[Entries from a pointing dataset]
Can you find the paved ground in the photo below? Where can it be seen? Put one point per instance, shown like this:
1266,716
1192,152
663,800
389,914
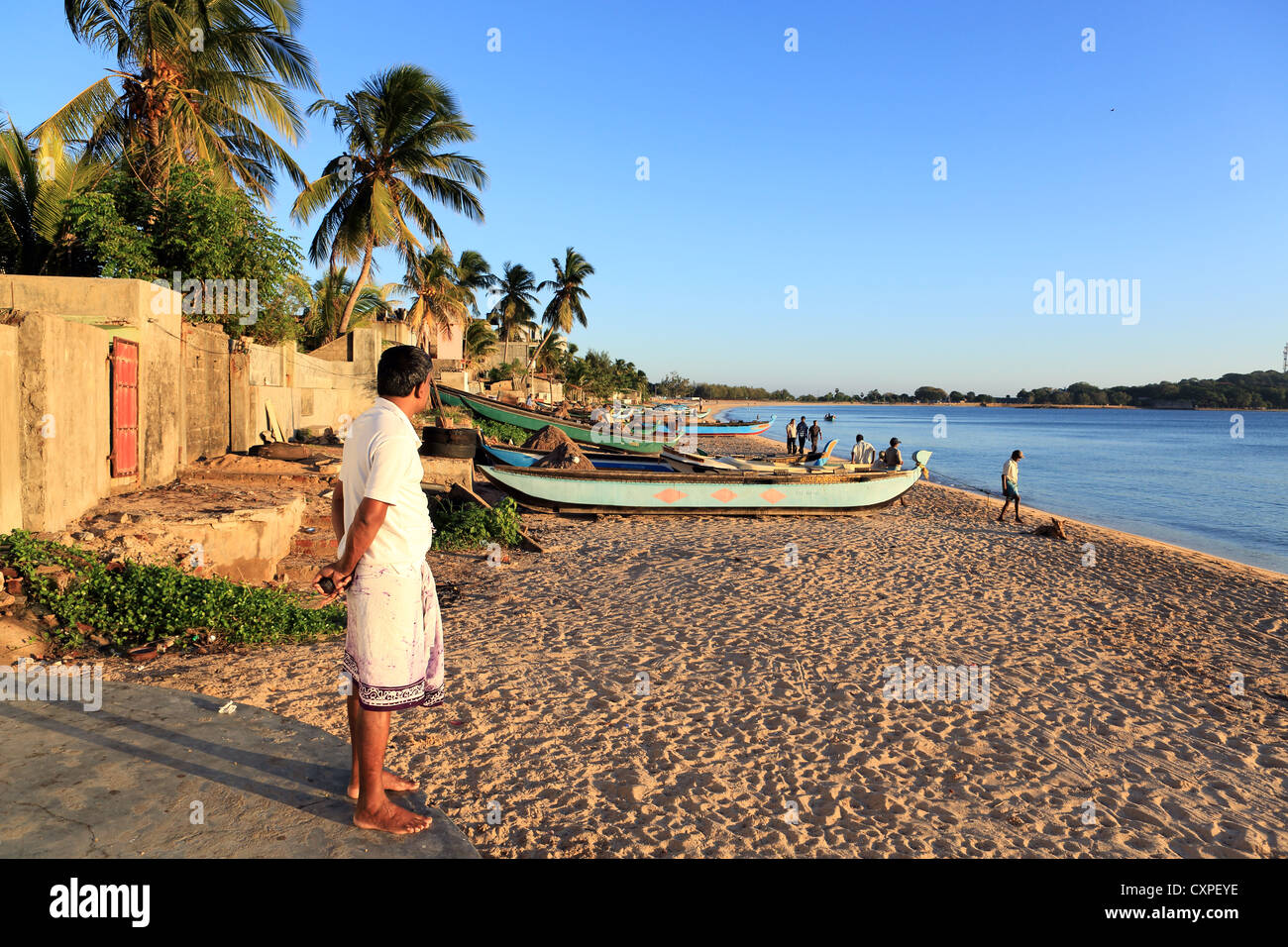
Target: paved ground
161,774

§ SHORT PROBLEM
Rewrite all of the entries above, requests included. Multiply each coordinate in the answers by 0.25 and round to the nearest whole number, with halves rounded up. Omit the pictures from your response.

§ RESPONSE FOR THIS EXERCISE
Can you find the paved ground in the photo below? Where can it be seen? Put one point per instance, shown like this:
1266,716
1192,152
663,800
389,914
Target: paved ground
40,194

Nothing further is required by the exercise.